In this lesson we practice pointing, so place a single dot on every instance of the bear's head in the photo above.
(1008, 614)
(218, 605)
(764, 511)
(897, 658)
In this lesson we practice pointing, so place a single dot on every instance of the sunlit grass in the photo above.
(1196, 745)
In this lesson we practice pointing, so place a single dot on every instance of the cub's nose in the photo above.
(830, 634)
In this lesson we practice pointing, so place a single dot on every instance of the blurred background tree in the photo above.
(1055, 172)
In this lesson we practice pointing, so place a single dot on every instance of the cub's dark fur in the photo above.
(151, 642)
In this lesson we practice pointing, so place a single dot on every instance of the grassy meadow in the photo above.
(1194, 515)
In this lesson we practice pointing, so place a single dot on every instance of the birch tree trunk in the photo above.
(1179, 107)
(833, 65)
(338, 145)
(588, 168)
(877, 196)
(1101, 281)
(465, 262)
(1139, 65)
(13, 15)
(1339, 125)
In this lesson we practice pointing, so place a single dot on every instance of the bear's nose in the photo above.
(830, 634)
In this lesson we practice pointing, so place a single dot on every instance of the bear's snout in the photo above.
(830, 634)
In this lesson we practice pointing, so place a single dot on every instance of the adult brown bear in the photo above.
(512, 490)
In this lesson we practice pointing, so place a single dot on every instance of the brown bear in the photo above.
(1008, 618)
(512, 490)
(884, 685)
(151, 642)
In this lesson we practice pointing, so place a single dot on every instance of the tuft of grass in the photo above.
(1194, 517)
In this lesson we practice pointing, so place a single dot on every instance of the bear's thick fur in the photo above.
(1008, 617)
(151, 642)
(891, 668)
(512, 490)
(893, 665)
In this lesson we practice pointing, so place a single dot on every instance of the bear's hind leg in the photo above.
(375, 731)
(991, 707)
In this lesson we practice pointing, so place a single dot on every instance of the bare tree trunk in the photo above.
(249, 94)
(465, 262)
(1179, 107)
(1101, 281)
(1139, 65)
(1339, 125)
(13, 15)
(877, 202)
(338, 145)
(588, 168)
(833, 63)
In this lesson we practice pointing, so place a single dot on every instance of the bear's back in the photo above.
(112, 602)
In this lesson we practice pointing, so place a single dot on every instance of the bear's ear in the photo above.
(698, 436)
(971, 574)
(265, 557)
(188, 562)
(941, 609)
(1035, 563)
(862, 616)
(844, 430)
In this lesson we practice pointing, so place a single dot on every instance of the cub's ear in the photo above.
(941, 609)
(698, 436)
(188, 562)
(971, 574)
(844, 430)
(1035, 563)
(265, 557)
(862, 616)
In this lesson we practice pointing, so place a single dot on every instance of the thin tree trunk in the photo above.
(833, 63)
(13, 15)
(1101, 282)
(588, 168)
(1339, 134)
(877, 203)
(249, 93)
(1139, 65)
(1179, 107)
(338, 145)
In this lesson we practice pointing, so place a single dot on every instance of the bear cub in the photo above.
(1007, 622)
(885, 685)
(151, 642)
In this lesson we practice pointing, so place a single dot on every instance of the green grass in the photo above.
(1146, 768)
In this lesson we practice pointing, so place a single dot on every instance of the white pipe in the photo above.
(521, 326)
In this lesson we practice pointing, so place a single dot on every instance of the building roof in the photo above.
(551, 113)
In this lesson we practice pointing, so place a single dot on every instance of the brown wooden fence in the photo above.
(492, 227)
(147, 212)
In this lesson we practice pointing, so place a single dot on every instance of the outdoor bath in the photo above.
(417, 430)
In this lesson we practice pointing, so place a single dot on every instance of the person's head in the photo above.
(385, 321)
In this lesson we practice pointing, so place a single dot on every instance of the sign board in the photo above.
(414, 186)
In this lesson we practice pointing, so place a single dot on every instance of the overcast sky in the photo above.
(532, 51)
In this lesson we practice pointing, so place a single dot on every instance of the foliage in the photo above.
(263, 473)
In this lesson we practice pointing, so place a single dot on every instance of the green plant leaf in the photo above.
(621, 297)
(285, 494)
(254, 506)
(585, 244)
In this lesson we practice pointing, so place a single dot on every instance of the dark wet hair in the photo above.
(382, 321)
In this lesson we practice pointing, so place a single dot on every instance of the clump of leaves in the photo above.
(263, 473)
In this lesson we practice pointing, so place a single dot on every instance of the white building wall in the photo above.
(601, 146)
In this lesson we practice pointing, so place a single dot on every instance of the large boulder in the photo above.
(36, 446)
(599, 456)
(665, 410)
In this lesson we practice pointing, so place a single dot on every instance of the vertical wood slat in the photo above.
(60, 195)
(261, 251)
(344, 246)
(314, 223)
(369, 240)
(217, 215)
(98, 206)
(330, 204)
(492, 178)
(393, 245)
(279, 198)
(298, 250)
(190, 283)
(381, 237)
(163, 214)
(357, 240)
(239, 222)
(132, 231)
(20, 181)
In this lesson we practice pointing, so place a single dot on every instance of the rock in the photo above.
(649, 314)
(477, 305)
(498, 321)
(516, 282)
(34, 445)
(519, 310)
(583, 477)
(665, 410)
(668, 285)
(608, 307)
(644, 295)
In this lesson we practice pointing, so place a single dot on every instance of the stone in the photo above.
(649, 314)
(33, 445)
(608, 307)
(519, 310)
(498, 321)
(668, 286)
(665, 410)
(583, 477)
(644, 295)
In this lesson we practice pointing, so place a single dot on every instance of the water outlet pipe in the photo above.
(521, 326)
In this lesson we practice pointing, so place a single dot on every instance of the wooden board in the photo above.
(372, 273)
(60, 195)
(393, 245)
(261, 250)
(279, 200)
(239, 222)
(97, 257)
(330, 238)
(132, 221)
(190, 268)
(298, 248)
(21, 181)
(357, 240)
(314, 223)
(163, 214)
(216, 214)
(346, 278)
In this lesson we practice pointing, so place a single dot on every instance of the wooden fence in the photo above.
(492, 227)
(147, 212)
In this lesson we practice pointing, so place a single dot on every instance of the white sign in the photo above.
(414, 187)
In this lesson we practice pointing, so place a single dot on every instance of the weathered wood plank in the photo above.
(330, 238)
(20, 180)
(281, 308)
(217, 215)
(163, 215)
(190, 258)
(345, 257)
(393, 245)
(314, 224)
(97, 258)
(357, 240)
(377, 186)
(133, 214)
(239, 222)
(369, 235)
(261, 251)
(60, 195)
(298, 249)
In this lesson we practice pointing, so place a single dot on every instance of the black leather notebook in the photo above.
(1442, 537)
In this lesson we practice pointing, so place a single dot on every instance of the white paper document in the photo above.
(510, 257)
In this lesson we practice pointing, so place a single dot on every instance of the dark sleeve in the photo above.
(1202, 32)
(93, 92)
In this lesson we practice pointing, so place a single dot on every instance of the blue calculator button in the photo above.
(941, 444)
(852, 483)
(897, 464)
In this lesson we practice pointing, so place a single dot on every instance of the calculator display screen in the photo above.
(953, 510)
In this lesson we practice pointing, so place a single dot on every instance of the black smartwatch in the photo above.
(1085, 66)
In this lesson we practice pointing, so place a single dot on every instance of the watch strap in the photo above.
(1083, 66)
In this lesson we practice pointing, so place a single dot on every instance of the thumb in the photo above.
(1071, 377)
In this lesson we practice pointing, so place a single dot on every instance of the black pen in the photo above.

Assignment -
Would you write the material out again, exactly as given above?

Task output -
In this lesson we practice pointing, so place a single dot on every instance of the bear's head in the photo above.
(1008, 614)
(218, 605)
(764, 511)
(897, 658)
In this lesson we practice pointing, so place a single dot on every instance of the sunlit grass in the photo above.
(1196, 745)
In this lesson we practice pointing, so place a single dot on every instance of the cub's nose in the photo above.
(830, 634)
In this lesson we practice pointing, so place a single dot on every instance of the blurred background tree in the photo above.
(1055, 172)
In this lesson we practice pointing, so place a single dot on every instance of the cub's dark fur in the photo above.
(151, 642)
In this lesson we practice pointing, so place a single dot on every instance of the grassy meadow in the photo above.
(1194, 515)
In this lesson we practice pointing, so place a single dot on every instance of the birch tree trunk in the photo above.
(1179, 107)
(833, 65)
(338, 145)
(588, 168)
(877, 196)
(1101, 281)
(465, 262)
(1139, 65)
(13, 15)
(1339, 125)
In this lesson we practice pointing, so place a single dot on every instance of the bear's nose in the photo above.
(830, 634)
In this lesson we practice pointing, so place a single dot on every instance of the bear's snout in the photo above.
(830, 634)
In this lesson we practice pointing, so place a single dot on every instance of the adult brown bear in the photo above.
(512, 490)
In this lesson we practice pointing, so place a single dot on every instance of the brown bear in the photo above.
(1008, 618)
(512, 490)
(884, 685)
(151, 642)
In this lesson we practice pointing, so place a single dot on every instance of the tuft of grass in the photo above.
(1194, 517)
In this lesson we practice pointing, so place a single dot on every instance of the bear's thick fur in the photo above.
(1008, 617)
(151, 642)
(891, 668)
(512, 490)
(893, 665)
In this lesson we practice pointing, so place a single dot on every instance of the bear's hind leg in the photo above.
(375, 731)
(991, 707)
In this lesson we practice pointing, so place a single dot on every instance of the bare tree trunk in the photo above.
(249, 94)
(465, 262)
(1179, 107)
(1101, 281)
(1139, 65)
(1339, 125)
(13, 15)
(877, 202)
(338, 145)
(588, 168)
(833, 63)
In this lesson we practice pointing, so place a single dot on every instance of the bear's back in the photo above.
(112, 602)
In this lesson we practice pointing, so place a single dot on every instance of the bear's ear in the photo above.
(698, 436)
(971, 574)
(265, 557)
(188, 562)
(941, 609)
(1035, 563)
(862, 616)
(844, 430)
In this lesson we practice pointing, so place a single dot on every instance of the cub's ear in the photo above.
(941, 609)
(698, 436)
(188, 562)
(971, 574)
(844, 430)
(1035, 563)
(265, 557)
(862, 616)
In this lesson we practice pointing, so place a single dot on every instance of the thin tree trunk in the photo above.
(833, 63)
(13, 15)
(1101, 282)
(588, 168)
(1339, 134)
(877, 203)
(249, 93)
(1139, 65)
(1179, 107)
(338, 145)
In this lesson we practice pointing, so place a single dot on every instance of the bear cub in the photo above.
(1007, 622)
(885, 685)
(151, 642)
In this lesson we practice pointing, so place a single dot on every instance of the green grass in the photo above.
(1146, 768)
In this lesson we practice pointing, so place a single dot on every instance of the white pipe in the photo above.
(521, 326)
In this lesson we practice pointing, so place a single dot on every instance of the building roof in the photo above.
(551, 113)
In this lesson we practice pointing, so place a single dot on every instance of the brown wooden fence in the photo above.
(492, 227)
(147, 212)
In this lesson we practice pointing, so place a single dot on every instance of the outdoor bath in the photo above.
(417, 430)
In this lesson we practice pointing, so place a single dot on every instance of the person's head in the photo above.
(385, 321)
In this lesson we practice pointing, so place a single dot on every instance of the sign board in the photo above.
(414, 186)
In this lesson we practice pointing, so place a single dot on every instance of the overcast sky in the photo above.
(532, 51)
In this lesson we practice pointing, so place a single dot on every instance of the foliage in the photo above.
(263, 473)
In this lesson we practice pointing, so place a single dot on every instance of the green plant leaf in the photo above.
(621, 297)
(285, 494)
(254, 506)
(585, 244)
In this lesson we practice pointing, so place a single dot on every instance of the dark wet hair in the photo above.
(382, 321)
In this lesson we practice pointing, so place a single dot on every instance of the clump of leaves in the photo above.
(263, 473)
In this lesson we practice pointing, so place a single dot on every instance of the white building wall in the photo above.
(601, 146)
In this lesson we practice pointing, so place a single dot on every instance of the large boulder in the photo above.
(36, 446)
(599, 456)
(665, 410)
In this lesson we practice pointing, so place a single dot on every instance of the vertical wood slat in the photo above.
(60, 195)
(261, 251)
(344, 246)
(314, 223)
(369, 240)
(217, 215)
(98, 206)
(330, 204)
(492, 178)
(393, 245)
(279, 198)
(298, 250)
(190, 283)
(381, 237)
(163, 214)
(357, 240)
(239, 222)
(132, 231)
(20, 181)
In this lesson we practice pointing, so place a single dot on every instance of the rock in the photo above.
(649, 314)
(477, 305)
(498, 321)
(516, 282)
(34, 445)
(519, 310)
(583, 477)
(665, 410)
(668, 285)
(608, 307)
(644, 295)
In this lesson we practice pointing, so place a single dot on every instance of the stone in the photo above.
(649, 314)
(33, 445)
(608, 307)
(519, 310)
(498, 321)
(668, 286)
(665, 410)
(583, 477)
(644, 295)
In this lesson we practice pointing, so place a single dot on every instance of the water outlet pipe in the photo above.
(521, 326)
In this lesson we practice pointing, so place a single dot on every instance of the wooden board in the photo above.
(372, 273)
(60, 195)
(393, 245)
(261, 250)
(279, 200)
(239, 222)
(97, 257)
(330, 238)
(132, 221)
(190, 268)
(298, 248)
(21, 181)
(357, 240)
(314, 223)
(163, 214)
(216, 214)
(346, 278)
In this lesson we practice pointing, so place a single dot on every instance of the wooden fence in the photo above.
(492, 227)
(147, 212)
In this lesson we practice pointing, so place a single dot on every instance of the white sign in the photo above.
(414, 187)
In this lesson we practice pointing, so place a single dot on every instance of the weathered wood plank in the photo above.
(330, 238)
(20, 180)
(281, 308)
(217, 215)
(163, 215)
(190, 258)
(345, 257)
(393, 245)
(314, 224)
(97, 258)
(357, 240)
(377, 186)
(133, 214)
(239, 222)
(369, 235)
(261, 251)
(60, 195)
(298, 249)
In this lesson we practice pointing, so place a single dot on every instance of the black leather notebook in the photo above.
(1442, 537)
In this lesson we practice pointing, so place a single dot on every instance of the white paper document in the photo above.
(510, 257)
In this lesson we practice pointing, so place a single dot on every instance of the dark sleeve in the photo above.
(1202, 32)
(93, 92)
In this lesson we practice pointing, so place a single dot on every instance of the blue calculator button in the photo above.
(941, 444)
(852, 483)
(897, 464)
In this lesson we practice pointing, so place a single dot on every instance of the calculator display screen in the photo above.
(953, 510)
In this lesson we practice pointing, so place a single dot on every instance of the black smartwatch in the photo above.
(1085, 66)
In this lesson we practice pointing, so place a single dot on every instance of the watch strap in the photo above.
(1083, 66)
In this lesson we practice pointing, so place a single dot on every instance of the thumb in the photo above.
(1071, 377)
In this lesson we practice pointing, so place a single dot on every instance of the black pen in the photo above.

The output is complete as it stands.